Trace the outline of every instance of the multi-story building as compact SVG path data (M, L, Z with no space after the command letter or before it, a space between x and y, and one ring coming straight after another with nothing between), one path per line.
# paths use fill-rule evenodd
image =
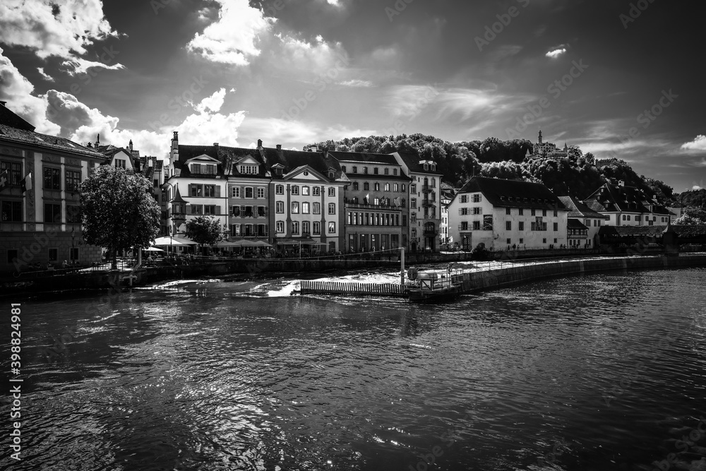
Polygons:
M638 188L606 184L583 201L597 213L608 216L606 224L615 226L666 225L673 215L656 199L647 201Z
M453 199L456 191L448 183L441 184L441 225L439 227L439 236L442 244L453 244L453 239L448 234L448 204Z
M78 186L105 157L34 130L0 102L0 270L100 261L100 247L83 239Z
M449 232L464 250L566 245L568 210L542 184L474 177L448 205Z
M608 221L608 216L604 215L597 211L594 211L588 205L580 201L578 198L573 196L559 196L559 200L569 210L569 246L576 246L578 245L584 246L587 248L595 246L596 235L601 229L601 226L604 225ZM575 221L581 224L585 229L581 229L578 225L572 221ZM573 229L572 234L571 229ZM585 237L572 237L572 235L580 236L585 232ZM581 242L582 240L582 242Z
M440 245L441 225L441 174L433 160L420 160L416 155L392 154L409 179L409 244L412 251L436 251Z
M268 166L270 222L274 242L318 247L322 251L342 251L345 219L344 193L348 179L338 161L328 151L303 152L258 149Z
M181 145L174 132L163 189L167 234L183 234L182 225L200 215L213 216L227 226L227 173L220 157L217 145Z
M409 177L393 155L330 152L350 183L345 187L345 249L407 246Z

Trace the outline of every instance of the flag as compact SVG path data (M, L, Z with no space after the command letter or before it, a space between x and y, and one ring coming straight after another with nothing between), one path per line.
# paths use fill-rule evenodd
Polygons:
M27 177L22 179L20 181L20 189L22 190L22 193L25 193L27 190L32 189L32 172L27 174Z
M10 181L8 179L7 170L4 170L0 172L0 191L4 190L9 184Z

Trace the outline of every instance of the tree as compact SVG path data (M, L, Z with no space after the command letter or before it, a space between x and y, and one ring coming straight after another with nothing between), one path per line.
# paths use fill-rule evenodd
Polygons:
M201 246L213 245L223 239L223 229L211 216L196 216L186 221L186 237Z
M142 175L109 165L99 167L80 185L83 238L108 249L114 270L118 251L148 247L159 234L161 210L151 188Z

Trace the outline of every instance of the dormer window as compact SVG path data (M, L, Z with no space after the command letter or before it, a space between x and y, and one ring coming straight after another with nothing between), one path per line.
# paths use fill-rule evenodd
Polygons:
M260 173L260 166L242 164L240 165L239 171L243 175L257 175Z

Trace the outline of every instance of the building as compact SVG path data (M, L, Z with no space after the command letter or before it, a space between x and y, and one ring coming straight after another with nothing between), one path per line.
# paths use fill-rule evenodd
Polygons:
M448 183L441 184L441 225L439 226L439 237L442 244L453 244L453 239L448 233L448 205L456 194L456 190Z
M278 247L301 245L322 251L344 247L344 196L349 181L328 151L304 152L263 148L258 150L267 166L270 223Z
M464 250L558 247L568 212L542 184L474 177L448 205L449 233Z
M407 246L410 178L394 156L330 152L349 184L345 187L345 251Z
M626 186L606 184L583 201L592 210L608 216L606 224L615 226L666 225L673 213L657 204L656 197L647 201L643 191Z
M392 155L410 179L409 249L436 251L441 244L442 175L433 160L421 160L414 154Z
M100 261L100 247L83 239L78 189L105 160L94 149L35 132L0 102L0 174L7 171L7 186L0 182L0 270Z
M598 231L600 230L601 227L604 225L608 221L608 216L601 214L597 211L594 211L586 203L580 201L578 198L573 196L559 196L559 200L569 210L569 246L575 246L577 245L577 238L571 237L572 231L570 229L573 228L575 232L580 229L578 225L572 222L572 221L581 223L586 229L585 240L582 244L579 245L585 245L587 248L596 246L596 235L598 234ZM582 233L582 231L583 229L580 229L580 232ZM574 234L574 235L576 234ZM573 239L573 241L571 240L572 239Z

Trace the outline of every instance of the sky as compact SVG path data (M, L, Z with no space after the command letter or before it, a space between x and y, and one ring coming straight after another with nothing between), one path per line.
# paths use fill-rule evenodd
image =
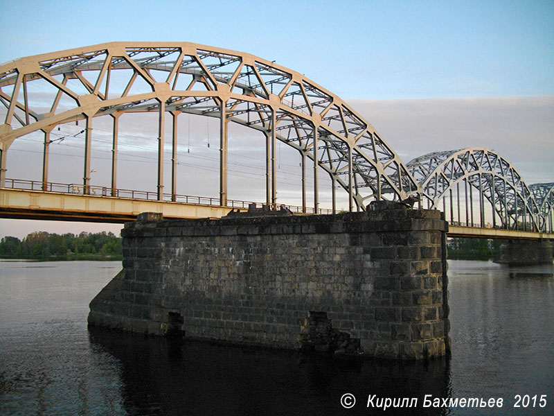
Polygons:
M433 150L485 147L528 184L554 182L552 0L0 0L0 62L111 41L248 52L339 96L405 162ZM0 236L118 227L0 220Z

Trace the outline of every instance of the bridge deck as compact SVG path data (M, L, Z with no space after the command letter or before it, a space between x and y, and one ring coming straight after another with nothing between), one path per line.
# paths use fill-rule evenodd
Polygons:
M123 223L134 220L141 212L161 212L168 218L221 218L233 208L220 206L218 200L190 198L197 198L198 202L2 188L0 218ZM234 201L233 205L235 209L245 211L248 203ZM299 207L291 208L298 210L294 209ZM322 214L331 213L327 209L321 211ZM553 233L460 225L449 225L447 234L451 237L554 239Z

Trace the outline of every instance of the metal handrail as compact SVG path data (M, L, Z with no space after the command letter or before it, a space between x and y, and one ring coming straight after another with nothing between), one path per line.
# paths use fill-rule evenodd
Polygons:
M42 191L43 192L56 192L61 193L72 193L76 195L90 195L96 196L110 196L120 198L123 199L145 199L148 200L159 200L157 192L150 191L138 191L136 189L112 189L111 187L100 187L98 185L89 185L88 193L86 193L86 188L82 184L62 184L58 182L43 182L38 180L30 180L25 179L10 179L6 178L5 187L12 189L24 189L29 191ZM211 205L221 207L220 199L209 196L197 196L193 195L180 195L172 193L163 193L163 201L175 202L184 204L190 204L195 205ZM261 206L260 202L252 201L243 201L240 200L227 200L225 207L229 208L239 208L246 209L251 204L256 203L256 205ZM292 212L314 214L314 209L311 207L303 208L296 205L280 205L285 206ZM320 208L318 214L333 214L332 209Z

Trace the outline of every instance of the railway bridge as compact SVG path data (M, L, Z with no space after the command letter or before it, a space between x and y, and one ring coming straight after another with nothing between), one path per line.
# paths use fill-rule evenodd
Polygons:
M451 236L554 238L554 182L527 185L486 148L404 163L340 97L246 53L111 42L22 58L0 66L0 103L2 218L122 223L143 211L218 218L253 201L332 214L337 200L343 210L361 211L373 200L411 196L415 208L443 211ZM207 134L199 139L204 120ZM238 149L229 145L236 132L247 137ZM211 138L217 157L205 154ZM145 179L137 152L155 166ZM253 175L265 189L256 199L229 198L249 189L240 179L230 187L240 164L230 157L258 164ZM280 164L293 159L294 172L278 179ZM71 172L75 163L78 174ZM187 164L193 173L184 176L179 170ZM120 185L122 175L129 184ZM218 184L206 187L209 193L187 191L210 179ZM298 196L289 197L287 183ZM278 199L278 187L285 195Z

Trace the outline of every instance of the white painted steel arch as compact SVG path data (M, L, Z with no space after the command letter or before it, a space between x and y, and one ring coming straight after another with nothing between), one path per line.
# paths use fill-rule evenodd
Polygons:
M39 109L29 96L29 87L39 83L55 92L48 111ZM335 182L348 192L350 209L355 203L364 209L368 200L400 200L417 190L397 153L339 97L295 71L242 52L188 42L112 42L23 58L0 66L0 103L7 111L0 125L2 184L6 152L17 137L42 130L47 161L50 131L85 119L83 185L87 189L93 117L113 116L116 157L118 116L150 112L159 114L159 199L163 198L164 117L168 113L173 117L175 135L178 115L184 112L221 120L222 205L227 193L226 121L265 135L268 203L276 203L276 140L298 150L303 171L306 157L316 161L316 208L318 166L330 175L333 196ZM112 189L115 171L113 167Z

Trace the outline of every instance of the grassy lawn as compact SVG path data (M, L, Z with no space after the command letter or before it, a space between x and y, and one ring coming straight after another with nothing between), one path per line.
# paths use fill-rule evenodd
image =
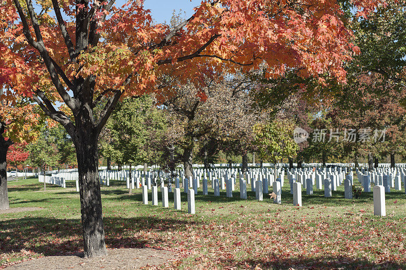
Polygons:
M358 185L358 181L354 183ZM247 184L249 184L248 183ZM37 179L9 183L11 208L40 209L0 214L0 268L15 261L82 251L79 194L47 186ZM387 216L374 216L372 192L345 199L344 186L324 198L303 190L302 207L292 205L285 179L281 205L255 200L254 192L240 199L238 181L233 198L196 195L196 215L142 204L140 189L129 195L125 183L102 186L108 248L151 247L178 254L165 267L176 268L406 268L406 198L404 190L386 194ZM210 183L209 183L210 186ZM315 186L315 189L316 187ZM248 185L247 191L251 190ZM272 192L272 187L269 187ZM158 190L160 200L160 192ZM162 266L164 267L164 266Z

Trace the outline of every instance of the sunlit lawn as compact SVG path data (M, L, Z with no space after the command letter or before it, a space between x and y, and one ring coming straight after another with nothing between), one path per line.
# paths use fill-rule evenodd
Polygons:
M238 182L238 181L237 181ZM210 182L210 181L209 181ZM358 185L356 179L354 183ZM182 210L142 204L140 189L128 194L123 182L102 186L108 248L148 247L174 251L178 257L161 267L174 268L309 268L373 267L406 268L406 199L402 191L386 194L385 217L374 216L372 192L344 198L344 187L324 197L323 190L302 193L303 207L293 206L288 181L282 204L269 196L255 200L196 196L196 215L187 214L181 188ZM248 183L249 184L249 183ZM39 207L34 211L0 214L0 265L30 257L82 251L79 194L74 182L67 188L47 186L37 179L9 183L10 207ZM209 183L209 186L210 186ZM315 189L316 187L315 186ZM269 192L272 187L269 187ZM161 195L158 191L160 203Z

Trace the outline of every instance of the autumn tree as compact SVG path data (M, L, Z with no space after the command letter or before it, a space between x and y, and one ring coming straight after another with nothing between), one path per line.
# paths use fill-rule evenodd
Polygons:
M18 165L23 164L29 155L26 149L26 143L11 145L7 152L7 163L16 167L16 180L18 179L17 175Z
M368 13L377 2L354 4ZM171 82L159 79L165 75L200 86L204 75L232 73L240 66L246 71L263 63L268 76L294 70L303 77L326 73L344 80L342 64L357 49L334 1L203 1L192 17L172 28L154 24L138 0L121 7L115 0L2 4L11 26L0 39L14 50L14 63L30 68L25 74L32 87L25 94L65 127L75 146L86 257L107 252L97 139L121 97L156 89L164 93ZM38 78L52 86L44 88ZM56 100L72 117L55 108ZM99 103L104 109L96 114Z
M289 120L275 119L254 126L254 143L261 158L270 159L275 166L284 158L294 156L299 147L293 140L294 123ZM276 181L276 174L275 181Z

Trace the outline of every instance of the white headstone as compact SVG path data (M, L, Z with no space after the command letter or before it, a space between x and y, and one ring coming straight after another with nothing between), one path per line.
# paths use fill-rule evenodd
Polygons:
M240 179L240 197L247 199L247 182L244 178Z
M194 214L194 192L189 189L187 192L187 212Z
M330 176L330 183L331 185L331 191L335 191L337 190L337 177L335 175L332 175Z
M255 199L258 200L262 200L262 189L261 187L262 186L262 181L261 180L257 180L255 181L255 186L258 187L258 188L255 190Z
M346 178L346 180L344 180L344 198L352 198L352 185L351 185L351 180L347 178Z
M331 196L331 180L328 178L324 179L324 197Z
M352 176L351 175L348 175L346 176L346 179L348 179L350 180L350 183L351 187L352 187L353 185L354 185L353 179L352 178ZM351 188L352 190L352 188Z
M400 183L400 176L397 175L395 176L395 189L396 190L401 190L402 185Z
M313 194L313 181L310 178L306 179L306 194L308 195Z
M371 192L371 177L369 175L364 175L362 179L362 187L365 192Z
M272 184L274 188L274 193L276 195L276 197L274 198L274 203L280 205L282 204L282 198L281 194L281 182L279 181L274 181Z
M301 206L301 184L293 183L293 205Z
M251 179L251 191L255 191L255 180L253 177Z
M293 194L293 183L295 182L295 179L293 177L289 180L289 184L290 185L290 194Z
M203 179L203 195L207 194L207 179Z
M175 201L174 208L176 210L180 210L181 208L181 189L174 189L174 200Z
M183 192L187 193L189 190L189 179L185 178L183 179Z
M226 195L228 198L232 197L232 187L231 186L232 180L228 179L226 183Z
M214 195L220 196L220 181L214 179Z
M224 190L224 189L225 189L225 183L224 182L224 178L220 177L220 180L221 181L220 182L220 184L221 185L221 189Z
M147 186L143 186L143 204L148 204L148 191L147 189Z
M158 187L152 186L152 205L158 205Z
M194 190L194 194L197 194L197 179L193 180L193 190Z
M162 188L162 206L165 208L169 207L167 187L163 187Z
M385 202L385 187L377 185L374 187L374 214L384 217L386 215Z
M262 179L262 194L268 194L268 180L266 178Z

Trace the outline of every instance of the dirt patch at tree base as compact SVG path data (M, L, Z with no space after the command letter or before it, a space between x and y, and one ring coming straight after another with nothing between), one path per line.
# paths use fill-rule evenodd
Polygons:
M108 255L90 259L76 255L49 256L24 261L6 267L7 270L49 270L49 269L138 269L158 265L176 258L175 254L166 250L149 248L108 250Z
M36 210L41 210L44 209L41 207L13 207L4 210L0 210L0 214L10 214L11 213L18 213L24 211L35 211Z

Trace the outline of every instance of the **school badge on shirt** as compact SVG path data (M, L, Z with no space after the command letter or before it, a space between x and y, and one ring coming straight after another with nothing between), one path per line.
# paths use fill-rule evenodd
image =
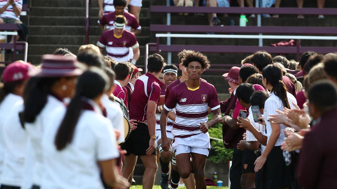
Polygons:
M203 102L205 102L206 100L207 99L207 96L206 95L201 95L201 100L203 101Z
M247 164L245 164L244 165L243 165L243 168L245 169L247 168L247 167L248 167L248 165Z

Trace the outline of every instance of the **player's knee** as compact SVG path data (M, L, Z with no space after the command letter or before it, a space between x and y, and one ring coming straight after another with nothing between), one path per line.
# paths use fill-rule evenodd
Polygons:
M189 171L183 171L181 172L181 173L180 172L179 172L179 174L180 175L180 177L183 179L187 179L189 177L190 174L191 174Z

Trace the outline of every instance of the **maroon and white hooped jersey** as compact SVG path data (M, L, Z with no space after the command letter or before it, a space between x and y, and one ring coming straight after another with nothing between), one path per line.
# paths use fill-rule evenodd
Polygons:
______________________________
[Task goal] Present the records from their start up to and including the line containing "M142 175L109 165L99" as a numbered list, skipping blank lines and leaving out the picture.

[Solution to this problem]
1. Trace the outline of every instance of the multi-story building as compact SVG path data (M, L, Z with no space after the command letter or before it, a space between x and y, and one ring coming straight after another with nothing between), one path per line.
2. # paths use fill-rule evenodd
3. image =
4. Polygons:
5. M638 188L606 184L583 201L597 213L608 216L606 224L615 226L666 225L673 215L656 199L647 201Z
6. M453 199L456 191L448 183L441 184L441 225L439 227L439 236L442 244L453 244L453 239L448 234L448 204Z
7. M78 186L105 157L34 130L0 102L0 270L100 261L100 247L83 239Z
8. M449 232L464 250L566 245L568 210L542 184L474 177L448 205Z
9. M608 221L608 216L604 215L597 211L594 211L588 205L580 201L578 198L573 196L559 196L559 200L569 210L569 246L576 246L578 245L584 246L587 248L595 246L596 235L601 229L601 226L604 225ZM575 221L581 224L585 229L581 229L578 225L572 221ZM573 229L572 234L571 229ZM585 237L572 237L572 235L580 236L585 232ZM581 242L582 240L582 242Z
10. M440 245L441 225L441 174L433 160L420 160L416 155L392 154L409 179L409 244L412 251L436 251Z
11. M268 166L270 222L274 242L318 247L322 251L342 251L345 219L344 193L348 179L338 161L328 151L303 152L258 149Z
12. M181 145L174 132L163 189L167 234L183 234L182 225L200 215L213 216L227 226L227 173L220 157L217 145Z
13. M409 177L393 155L330 152L350 183L345 187L345 249L407 246Z
14. Trace the outline of every instance of the flag as compact SVG path data (M, L, Z with no space after the command letter or before it, a space between x and y, and one ring coming straight after another with nothing between), one path per line.
15. # paths use fill-rule evenodd
16. Polygons:
17. M27 177L22 179L20 181L20 189L22 190L22 193L25 193L27 190L32 189L32 172L27 174Z
18. M10 181L8 179L7 170L4 170L0 172L0 191L4 190L9 184Z
19. Trace the outline of every instance of the tree as compact SVG path data (M, L, Z with no space after the command letter or before it, a space between x and y, and one ring coming straight after another with nothing between), one path per line.
20. # paths use fill-rule evenodd
21. Polygons:
22. M201 246L213 245L223 239L223 229L211 216L196 216L186 221L186 237Z
23. M142 175L109 165L99 167L80 185L83 238L108 249L114 270L118 251L148 247L159 234L161 210L151 188Z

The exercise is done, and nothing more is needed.